Extracted entries:
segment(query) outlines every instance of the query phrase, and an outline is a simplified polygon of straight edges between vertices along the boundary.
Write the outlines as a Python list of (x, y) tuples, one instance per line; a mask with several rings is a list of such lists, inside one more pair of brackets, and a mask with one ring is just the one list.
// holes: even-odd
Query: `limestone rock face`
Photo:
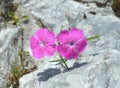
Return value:
[(6, 88), (10, 65), (17, 60), (20, 49), (19, 28), (5, 28), (0, 31), (0, 88)]
[[(105, 0), (104, 0), (105, 1)], [(99, 0), (100, 3), (104, 3)], [(69, 71), (49, 60), (36, 60), (38, 70), (20, 78), (20, 88), (119, 88), (120, 86), (120, 19), (111, 7), (99, 8), (95, 3), (81, 4), (73, 0), (23, 0), (22, 8), (58, 34), (62, 29), (81, 28), (86, 37), (99, 35), (88, 42), (80, 62), (67, 62)]]

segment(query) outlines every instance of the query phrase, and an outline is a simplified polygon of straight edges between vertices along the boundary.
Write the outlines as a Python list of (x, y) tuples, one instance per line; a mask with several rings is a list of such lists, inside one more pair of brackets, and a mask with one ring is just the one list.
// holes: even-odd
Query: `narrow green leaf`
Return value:
[(61, 59), (59, 59), (59, 60), (52, 60), (52, 61), (49, 61), (49, 62), (62, 62), (62, 60)]
[(28, 19), (29, 16), (25, 15), (25, 16), (22, 16), (23, 19)]
[(88, 40), (88, 41), (92, 41), (92, 40), (95, 40), (95, 39), (98, 39), (98, 38), (100, 38), (100, 36), (95, 35), (95, 36), (92, 36), (92, 37), (87, 38), (87, 40)]

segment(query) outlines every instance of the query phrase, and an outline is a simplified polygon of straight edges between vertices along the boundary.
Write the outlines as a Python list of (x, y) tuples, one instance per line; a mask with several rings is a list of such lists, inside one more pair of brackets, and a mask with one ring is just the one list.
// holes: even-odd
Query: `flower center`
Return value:
[(42, 47), (45, 46), (45, 42), (44, 42), (44, 41), (41, 41), (41, 42), (40, 42), (40, 46), (42, 46)]

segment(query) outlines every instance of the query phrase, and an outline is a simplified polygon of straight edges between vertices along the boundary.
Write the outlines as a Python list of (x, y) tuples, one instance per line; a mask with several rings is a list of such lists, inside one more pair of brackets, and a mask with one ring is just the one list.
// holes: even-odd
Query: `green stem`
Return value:
[(60, 58), (61, 58), (61, 60), (62, 60), (62, 62), (63, 62), (63, 64), (65, 65), (65, 67), (66, 67), (66, 69), (68, 69), (68, 66), (67, 66), (67, 63), (66, 63), (66, 61), (60, 56)]

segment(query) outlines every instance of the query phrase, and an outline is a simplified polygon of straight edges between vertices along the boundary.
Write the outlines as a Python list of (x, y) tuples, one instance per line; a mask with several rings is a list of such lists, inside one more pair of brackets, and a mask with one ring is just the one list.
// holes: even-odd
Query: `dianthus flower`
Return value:
[(87, 45), (83, 31), (77, 28), (61, 31), (57, 36), (57, 41), (57, 51), (67, 60), (78, 58)]
[(52, 56), (56, 51), (54, 33), (47, 28), (37, 30), (30, 39), (30, 48), (35, 58)]

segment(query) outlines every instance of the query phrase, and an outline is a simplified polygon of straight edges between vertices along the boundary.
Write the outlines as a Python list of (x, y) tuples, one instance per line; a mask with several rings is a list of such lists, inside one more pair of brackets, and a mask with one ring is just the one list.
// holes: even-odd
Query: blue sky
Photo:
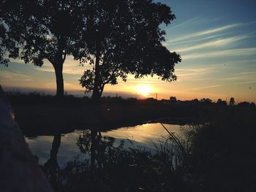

Task brief:
Scale the part of the items that runs from the very first line through the line containing "62), (67, 62)]]", both ends included. Copy every line in order, changing only the point coordinates in the answers: multiply each by 1.2 and round to whole numbers, with halves going up. Leave the pictures out.

Solved problem:
segment(query) outlines every instance of the query phrase, and an outline is a simplified polygon of straight edges between vertices along the boundary.
Write the outlines as a Python list of (x, y) tuples, one instance per line; a mask with several rings is a list of such lists, inside one more pair of brackets, and a mask with one ring is just the one list.
// holes: even-odd
Query: `limestone rock face`
Photo:
Return value:
[(7, 106), (12, 78), (20, 72), (24, 59), (23, 34), (6, 34), (0, 37), (0, 106)]
[[(126, 0), (125, 0), (126, 1)], [(119, 0), (120, 4), (125, 4)], [(83, 85), (59, 72), (43, 72), (46, 84), (24, 94), (24, 106), (143, 106), (144, 103), (144, 23), (133, 8), (119, 10), (114, 4), (97, 5), (88, 0), (28, 0), (26, 10), (70, 41), (74, 35), (97, 34), (103, 44), (119, 42), (106, 50), (96, 74), (80, 74)]]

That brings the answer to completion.